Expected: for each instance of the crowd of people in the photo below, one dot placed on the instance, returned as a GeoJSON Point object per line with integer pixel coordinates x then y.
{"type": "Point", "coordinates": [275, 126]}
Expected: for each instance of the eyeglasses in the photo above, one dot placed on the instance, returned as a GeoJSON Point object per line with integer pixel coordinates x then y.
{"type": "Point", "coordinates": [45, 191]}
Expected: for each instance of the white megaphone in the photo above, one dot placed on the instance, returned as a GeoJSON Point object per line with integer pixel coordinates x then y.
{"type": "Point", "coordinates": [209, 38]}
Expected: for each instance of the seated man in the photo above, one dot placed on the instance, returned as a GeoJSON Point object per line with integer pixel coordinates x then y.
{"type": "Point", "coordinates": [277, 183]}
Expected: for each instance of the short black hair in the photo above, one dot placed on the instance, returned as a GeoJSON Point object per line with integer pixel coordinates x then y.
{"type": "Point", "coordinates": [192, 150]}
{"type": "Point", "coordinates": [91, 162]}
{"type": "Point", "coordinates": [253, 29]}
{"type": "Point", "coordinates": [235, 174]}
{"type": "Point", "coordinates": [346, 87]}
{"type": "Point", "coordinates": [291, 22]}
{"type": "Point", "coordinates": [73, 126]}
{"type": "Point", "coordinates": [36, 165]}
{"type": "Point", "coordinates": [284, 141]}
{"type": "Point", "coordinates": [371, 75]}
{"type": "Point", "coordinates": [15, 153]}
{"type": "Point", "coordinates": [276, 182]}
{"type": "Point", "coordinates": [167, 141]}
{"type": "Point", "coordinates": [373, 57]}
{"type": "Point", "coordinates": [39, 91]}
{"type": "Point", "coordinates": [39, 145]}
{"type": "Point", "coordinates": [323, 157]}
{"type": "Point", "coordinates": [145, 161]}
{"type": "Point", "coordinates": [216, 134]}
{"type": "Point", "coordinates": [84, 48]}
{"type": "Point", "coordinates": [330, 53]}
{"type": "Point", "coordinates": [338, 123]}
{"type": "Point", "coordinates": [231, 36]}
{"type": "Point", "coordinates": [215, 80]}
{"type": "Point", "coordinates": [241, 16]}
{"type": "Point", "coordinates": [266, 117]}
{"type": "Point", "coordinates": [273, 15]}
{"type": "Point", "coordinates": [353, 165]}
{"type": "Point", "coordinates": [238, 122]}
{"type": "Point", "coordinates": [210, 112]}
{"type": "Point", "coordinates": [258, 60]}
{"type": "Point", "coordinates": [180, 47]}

> [Exercise requirements] Pick out every line in the records above that contains the word "people", and copy each of those lines in full.

> [Exercise response]
Expected: for each instance of the crowd of people in the photo below, one dot placed on the instance, returned as a GeoJSON Point object per line with integer pixel coordinates x then y.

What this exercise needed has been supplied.